Task brief: Copy every record that follows, word for word.

Task input:

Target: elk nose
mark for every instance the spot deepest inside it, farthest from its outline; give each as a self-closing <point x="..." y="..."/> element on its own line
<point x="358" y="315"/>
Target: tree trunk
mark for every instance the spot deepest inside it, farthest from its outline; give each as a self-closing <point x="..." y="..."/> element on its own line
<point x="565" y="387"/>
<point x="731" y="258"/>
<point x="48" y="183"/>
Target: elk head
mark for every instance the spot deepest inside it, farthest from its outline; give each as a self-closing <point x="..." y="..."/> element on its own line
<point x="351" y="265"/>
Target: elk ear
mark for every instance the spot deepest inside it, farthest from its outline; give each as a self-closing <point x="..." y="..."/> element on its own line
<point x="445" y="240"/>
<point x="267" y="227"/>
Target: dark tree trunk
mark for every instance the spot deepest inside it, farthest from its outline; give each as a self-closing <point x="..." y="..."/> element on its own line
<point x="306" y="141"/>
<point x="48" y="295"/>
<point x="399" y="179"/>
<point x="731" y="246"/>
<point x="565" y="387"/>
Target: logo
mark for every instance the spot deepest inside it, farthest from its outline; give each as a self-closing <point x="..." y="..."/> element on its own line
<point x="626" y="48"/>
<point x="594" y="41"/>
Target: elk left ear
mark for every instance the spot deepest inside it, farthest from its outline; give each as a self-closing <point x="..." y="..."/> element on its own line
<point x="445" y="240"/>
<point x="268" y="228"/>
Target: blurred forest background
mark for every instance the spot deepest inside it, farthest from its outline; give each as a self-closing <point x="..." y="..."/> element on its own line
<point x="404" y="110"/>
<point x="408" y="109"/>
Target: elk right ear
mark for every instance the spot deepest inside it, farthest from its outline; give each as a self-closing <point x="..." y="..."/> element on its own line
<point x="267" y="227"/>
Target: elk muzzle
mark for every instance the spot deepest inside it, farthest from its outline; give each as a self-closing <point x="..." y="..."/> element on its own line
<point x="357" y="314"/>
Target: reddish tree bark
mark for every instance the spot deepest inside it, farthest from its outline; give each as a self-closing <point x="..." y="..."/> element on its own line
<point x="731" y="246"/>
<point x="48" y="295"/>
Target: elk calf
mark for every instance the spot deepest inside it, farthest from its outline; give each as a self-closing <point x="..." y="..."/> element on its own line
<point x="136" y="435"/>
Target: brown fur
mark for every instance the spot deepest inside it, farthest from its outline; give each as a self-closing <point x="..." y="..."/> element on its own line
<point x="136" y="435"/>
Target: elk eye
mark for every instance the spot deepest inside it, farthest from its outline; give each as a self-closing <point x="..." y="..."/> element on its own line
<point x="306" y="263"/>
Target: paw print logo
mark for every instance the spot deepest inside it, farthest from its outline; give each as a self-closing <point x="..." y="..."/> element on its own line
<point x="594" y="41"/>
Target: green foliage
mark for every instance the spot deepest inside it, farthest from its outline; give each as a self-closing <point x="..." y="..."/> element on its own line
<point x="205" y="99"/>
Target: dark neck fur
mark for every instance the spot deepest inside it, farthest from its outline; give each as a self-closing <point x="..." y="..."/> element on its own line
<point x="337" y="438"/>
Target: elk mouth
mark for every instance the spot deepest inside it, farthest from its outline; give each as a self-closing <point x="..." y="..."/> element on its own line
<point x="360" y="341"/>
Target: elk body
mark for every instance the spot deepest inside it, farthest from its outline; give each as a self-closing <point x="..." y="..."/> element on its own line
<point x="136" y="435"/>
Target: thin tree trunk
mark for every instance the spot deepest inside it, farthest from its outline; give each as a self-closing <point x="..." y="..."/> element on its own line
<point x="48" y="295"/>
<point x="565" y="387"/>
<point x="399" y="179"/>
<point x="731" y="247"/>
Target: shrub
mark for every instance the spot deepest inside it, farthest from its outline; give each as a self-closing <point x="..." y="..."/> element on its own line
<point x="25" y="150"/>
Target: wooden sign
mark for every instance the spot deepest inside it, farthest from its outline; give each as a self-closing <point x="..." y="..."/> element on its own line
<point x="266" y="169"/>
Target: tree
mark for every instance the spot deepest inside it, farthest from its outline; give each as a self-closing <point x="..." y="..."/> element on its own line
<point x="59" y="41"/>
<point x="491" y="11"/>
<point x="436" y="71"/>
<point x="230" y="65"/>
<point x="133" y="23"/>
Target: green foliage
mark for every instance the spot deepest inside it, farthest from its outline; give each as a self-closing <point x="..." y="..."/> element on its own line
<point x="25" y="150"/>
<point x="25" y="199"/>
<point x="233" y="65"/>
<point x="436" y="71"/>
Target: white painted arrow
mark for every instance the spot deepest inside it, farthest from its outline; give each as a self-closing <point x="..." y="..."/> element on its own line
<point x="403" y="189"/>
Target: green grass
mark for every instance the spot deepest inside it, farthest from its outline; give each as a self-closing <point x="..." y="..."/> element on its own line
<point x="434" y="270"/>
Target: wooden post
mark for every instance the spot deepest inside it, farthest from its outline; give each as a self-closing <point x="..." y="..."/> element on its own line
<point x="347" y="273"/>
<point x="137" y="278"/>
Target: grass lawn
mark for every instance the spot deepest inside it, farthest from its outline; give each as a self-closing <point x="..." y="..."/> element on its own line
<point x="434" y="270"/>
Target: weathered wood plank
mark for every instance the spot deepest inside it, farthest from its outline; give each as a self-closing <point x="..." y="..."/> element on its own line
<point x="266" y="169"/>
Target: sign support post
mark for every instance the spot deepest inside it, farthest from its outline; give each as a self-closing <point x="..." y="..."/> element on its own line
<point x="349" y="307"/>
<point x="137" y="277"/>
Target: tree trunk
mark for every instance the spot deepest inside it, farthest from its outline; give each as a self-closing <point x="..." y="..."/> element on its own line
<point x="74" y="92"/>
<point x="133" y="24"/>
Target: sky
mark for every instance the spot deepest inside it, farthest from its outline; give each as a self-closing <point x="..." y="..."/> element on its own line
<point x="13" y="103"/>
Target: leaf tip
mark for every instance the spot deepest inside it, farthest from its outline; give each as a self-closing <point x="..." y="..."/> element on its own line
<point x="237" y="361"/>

Finished exercise:
Target: elk nose
mark for every instance the spot deepest inside it, farthest from its outline; give each as a self-closing <point x="..." y="..."/> element on its own line
<point x="358" y="315"/>
Target: tree trunk
mark for every instance the spot deepest inside it, farthest from its outline; give each as a self-closing <point x="..." y="..."/> element on its own line
<point x="565" y="387"/>
<point x="731" y="258"/>
<point x="48" y="183"/>
Target: elk head
mark for every instance the spot deepest inside it, farthest from its outline; give each as a self-closing <point x="..." y="..."/> element on its own line
<point x="351" y="265"/>
Target: elk ear
mark for every instance the spot deepest inside it, farthest from its outline; give each as a self-closing <point x="..." y="..."/> element on its own line
<point x="445" y="240"/>
<point x="267" y="227"/>
Target: dark tree trunk
mark for every instance the spot deepest inside it, farthest from its outline; give each as a self-closing <point x="..." y="..."/> element on its own line
<point x="306" y="141"/>
<point x="48" y="295"/>
<point x="399" y="179"/>
<point x="731" y="246"/>
<point x="565" y="387"/>
Target: logo
mark for every instance the spot deepest inside it, farthest from its outline; give each as a self-closing <point x="..." y="..."/> element on its own line
<point x="626" y="48"/>
<point x="594" y="41"/>
Target: elk left ear
mark for every instance the spot deepest inside it, farthest from its outline; give each as a self-closing <point x="..." y="..."/> element on its own line
<point x="445" y="240"/>
<point x="268" y="228"/>
Target: blurred forest background
mark for every instance the spot deepest inside it, farthest from its outline; give each as a self-closing <point x="..." y="..."/> element on its own line
<point x="404" y="110"/>
<point x="408" y="109"/>
Target: elk right ear
mark for every instance the spot deepest inside it, farthest from its outline; give each as a self-closing <point x="..." y="..."/> element on its own line
<point x="267" y="227"/>
Target: elk muzzle
mark for every instance the spot deepest inside it, farthest from its outline; give each as a self-closing <point x="..." y="..."/> element on its own line
<point x="357" y="314"/>
Target: reddish tree bark
mark for every instance the spot deepest inside it, farthest from its outline; give each as a self-closing <point x="..." y="..."/> element on its own line
<point x="731" y="246"/>
<point x="48" y="295"/>
Target: elk calf
mark for every instance the spot deepest inside it, farthest from its outline; give each as a self-closing <point x="..." y="..."/> element on its own line
<point x="136" y="435"/>
Target: brown fur
mark for every instance the spot deepest inside it, farthest from its outline; give each as a self-closing <point x="..." y="..."/> element on its own line
<point x="136" y="435"/>
Target: elk eye
mark for every instance the spot deepest inside it, farthest from its outline; give each as a self-closing <point x="..." y="..."/> element on its own line
<point x="306" y="263"/>
Target: paw print logo
mark for every instance the spot deepest inside it, farthest from its outline; give each as a self-closing <point x="..." y="..."/> element on its own line
<point x="594" y="41"/>
Target: green foliage
mark for every instance the spot deepest inside it, farthest from its outline; give each as a self-closing <point x="..." y="..."/> element on its own line
<point x="205" y="99"/>
Target: dark neck fur
mark for every instance the spot deepest inside it, farthest from its outline; give each as a self-closing <point x="..." y="..."/> element on its own line
<point x="337" y="438"/>
Target: elk mouth
mark for every instance the spot deepest inside it, farthest from its outline; give each as a self-closing <point x="..." y="..."/> element on its own line
<point x="360" y="341"/>
Target: elk body
mark for every instance the spot deepest inside it, farthest from its outline; give each as a self-closing <point x="..." y="..."/> element on its own line
<point x="136" y="435"/>
Target: thin tree trunk
mark for every instance the spot deepest inside it, farthest from its outline; give each as a self-closing <point x="..." y="..."/> element on its own line
<point x="48" y="295"/>
<point x="565" y="387"/>
<point x="399" y="179"/>
<point x="731" y="247"/>
Target: shrub
mark for every instance the spot deepest inside it, farthest from its outline; give each as a self-closing <point x="..." y="..."/> element on its own line
<point x="25" y="150"/>
Target: wooden sign
mark for every instance the spot deepest inside it, farthest from its outline; give each as a self-closing <point x="..." y="..."/> element on its own line
<point x="266" y="169"/>
Target: tree
mark for every instance the spot deepest inside it, farthest from its outline; give each as a self-closing <point x="..." y="..."/> element on its own line
<point x="59" y="41"/>
<point x="491" y="11"/>
<point x="436" y="71"/>
<point x="230" y="65"/>
<point x="133" y="23"/>
Target: green foliage
mark for every instance the spot deepest inside it, farthest from its outline; give each as a self-closing <point x="..." y="..."/> element on its own line
<point x="25" y="150"/>
<point x="25" y="199"/>
<point x="233" y="65"/>
<point x="436" y="71"/>
Target: white painted arrow
mark for every instance the spot deepest inside it, farthest from its outline; give each as a self-closing <point x="..." y="..."/> element on its own line
<point x="403" y="189"/>
Target: green grass
mark for every instance the spot deepest inside it, farthest from its outline; give each as a self-closing <point x="..." y="..."/> element on its own line
<point x="434" y="270"/>
Target: wooden post
mark for every instance the spot deepest inside it, farthest from its outline; give each as a self-closing <point x="..." y="..."/> element on its own line
<point x="347" y="273"/>
<point x="137" y="278"/>
Target: grass lawn
mark for every instance the spot deepest inside it, farthest from its outline; give each as a self-closing <point x="..." y="..."/> element on its own line
<point x="434" y="270"/>
Target: weathered wood plank
mark for every instance the spot deepest inside it, farthest from its outline; give each as a self-closing <point x="..." y="..."/> element on its own line
<point x="266" y="169"/>
Target: sign support post
mark for every instance the spot deepest inside it, farthest from its outline; give each as a self-closing <point x="..." y="..."/> element on its own line
<point x="349" y="307"/>
<point x="137" y="277"/>
Target: tree trunk
mark for every instance the spot deepest inside it, farthest from its outline; give each as a self-closing <point x="..." y="..."/> element on its own line
<point x="74" y="92"/>
<point x="133" y="24"/>
Target: sky
mark for every instance the spot deepest inside it, farthest from its outline; give each as a self-closing <point x="..." y="..."/> element on its own line
<point x="13" y="103"/>
Target: leaf tip
mark for every instance the spot deepest inside it, farthest from its outline; give each as a self-closing <point x="..." y="..."/> element on its own line
<point x="237" y="361"/>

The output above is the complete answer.